It is clear from the evidence of the woman police officer who took care of and comforted S on that day, whilst both her parents were screaming and shouting at the officers, that she, S, became understandably upset and distressed. At one point she began shouting at the police too. The judge accepted the evidence of the police as to the state of the premises: dogs’ faeces everywhere with partially eaten and whole dead rabbit carcases on the floor and the settee; blood on the floor and entrails of rabbit on the walls and the floor. One of the witnesses asked himself: “how could anyone live here?”. It is right, as the parents say, that they had been looking after another dog with puppies on behalf of someone else at the particular time, so that the circumstances were exceptional.

9.

The woman police constable who comforted S described herself as horrified when she entered the bedroom which was being used by the parents and the child. She described a dirty blanket and dirty duvet with no cover on; no pillows and a large hole in the ceiling of the room. It is also right to say that the parents’ case is that they were on the point of moving out. They put the state of the house down to the police raid rather than how it had been beforehand, which the judge rejected. When the woman police officer was talking to S at the house, the child told her that her mother had had a fight with her teacher and went on to say: “I should have punched her in the mouth”, concerning talk from one so young.

10.

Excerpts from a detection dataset
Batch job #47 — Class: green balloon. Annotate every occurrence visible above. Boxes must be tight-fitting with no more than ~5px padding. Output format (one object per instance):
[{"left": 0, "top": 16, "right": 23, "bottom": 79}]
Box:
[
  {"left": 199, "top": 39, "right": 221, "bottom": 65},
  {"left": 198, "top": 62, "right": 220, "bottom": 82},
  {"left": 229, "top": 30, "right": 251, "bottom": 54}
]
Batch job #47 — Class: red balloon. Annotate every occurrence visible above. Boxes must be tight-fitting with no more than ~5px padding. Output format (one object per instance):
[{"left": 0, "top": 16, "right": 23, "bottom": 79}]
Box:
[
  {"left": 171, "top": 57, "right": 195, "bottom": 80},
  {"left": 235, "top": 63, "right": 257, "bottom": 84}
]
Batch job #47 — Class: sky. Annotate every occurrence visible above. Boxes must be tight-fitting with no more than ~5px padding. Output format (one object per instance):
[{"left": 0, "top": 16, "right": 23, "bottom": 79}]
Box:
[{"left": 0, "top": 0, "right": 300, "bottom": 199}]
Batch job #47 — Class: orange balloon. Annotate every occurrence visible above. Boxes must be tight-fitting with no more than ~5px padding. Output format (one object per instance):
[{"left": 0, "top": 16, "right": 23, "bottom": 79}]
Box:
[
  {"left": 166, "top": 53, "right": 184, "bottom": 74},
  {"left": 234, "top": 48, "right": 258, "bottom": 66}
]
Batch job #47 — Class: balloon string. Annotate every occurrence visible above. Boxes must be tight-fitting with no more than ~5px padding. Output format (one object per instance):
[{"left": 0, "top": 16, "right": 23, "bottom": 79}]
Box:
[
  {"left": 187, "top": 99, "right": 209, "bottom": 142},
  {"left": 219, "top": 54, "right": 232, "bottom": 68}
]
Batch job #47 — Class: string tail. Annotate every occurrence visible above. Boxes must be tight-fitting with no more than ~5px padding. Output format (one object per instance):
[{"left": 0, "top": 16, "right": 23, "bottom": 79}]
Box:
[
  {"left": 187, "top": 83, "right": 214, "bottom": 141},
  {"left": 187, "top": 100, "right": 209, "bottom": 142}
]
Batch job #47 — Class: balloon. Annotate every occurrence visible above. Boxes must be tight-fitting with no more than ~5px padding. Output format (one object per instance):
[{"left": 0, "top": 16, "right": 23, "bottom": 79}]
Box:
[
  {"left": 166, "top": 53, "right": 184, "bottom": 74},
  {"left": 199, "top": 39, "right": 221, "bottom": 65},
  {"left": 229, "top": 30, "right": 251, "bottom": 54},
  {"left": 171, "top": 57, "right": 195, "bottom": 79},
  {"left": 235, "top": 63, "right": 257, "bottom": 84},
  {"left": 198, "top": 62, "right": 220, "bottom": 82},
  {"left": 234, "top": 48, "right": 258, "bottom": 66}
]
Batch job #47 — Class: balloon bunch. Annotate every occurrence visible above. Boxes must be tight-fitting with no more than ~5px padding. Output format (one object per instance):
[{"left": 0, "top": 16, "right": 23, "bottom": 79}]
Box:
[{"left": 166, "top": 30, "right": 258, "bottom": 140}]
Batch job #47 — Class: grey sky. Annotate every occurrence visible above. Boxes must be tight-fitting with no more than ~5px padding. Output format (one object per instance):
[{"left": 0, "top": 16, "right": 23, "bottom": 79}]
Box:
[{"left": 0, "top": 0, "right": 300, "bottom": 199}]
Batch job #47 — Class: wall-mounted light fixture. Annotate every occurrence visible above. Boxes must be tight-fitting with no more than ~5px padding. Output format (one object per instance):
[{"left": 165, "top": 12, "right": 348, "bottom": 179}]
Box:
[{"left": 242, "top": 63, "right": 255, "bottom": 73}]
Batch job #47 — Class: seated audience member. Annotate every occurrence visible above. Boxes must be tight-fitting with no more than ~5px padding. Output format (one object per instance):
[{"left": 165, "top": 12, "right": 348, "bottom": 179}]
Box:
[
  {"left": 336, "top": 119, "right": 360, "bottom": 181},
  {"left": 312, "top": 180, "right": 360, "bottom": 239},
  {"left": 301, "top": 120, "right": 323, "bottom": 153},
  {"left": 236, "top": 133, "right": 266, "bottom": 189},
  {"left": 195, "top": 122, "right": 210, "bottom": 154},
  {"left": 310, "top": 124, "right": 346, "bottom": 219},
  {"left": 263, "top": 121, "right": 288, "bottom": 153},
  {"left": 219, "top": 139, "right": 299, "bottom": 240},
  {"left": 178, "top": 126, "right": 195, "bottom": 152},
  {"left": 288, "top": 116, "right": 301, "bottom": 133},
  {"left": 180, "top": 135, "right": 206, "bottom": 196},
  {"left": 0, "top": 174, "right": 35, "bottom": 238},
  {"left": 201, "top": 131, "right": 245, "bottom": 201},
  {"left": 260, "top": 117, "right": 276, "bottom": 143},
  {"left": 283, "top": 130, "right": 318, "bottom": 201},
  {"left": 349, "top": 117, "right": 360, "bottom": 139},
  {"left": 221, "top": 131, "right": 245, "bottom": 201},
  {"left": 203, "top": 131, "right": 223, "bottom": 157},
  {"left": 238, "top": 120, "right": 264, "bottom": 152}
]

## What you need to do
Please reproduce the full judgment excerpt above, word for word.

## Expected output
It is clear from the evidence of the woman police officer who took care of and comforted S on that day, whilst both her parents were screaming and shouting at the officers, that she, S, became understandably upset and distressed. At one point she began shouting at the police too. The judge accepted the evidence of the police as to the state of the premises: dogs’ faeces everywhere with partially eaten and whole dead rabbit carcases on the floor and the settee; blood on the floor and entrails of rabbit on the walls and the floor. One of the witnesses asked himself: “how could anyone live here?”. It is right, as the parents say, that they had been looking after another dog with puppies on behalf of someone else at the particular time, so that the circumstances were exceptional.

9.

The woman police constable who comforted S described herself as horrified when she entered the bedroom which was being used by the parents and the child. She described a dirty blanket and dirty duvet with no cover on; no pillows and a large hole in the ceiling of the room. It is also right to say that the parents’ case is that they were on the point of moving out. They put the state of the house down to the police raid rather than how it had been beforehand, which the judge rejected. When the woman police officer was talking to S at the house, the child told her that her mother had had a fight with her teacher and went on to say: “I should have punched her in the mouth”, concerning talk from one so young.

10.